▸ **YOUR INSTRUCTIONS**: Write out again the lines of the items below, starting with the line containing "right hand, writing one line per instance." and going on through the line containing "(360, 1124)", with the requests included and unchanged. Multiply every point coordinate in the answers by 1.45 and round to whole numbers, rounding halves up.

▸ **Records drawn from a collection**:
********************

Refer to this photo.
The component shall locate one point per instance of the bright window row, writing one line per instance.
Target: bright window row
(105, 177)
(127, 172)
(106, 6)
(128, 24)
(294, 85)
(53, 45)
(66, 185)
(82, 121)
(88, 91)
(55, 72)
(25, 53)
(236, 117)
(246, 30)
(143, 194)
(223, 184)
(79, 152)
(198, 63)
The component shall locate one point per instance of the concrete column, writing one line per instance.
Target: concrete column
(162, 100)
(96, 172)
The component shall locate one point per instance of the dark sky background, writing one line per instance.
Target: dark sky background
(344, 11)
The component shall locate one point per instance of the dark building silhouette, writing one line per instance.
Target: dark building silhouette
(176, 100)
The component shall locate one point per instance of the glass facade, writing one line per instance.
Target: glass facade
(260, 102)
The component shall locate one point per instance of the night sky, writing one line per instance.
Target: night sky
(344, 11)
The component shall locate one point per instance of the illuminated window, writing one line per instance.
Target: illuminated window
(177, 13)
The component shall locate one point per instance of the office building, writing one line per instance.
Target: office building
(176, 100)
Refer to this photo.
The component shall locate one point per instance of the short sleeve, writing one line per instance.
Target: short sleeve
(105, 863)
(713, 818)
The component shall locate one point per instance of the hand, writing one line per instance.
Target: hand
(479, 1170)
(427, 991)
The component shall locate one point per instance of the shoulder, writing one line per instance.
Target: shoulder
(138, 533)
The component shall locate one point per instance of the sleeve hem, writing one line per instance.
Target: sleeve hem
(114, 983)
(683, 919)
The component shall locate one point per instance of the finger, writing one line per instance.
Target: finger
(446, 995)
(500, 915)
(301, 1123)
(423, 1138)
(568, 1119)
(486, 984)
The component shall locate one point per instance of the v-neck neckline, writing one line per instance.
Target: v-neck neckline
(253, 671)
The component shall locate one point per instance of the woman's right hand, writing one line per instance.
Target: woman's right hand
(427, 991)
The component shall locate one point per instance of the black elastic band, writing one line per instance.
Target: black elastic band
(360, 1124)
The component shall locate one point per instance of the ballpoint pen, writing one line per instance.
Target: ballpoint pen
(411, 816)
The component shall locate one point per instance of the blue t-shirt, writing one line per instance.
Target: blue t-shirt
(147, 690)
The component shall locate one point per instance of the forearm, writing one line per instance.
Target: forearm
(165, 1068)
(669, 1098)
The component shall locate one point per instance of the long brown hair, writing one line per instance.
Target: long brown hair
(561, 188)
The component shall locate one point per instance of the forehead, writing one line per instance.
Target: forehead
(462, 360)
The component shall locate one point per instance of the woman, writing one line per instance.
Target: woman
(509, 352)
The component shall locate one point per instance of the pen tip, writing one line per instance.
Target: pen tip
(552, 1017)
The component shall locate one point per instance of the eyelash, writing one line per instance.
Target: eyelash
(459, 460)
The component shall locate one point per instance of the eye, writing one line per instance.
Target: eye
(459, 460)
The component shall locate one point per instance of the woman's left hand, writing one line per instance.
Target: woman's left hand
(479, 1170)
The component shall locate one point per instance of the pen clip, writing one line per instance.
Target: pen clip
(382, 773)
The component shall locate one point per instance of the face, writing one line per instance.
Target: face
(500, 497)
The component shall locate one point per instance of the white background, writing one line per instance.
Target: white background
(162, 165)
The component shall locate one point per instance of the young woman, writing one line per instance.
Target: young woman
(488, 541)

********************

▸ **FULL OUTPUT**:
The component shall locate one point per instance of the woman's right hand, writing one line per instance.
Target: woman's right hand
(619, 1437)
The component shall locate one point per instance of the black elastic band, writing one line per instance.
Target: black elastic band
(522, 1630)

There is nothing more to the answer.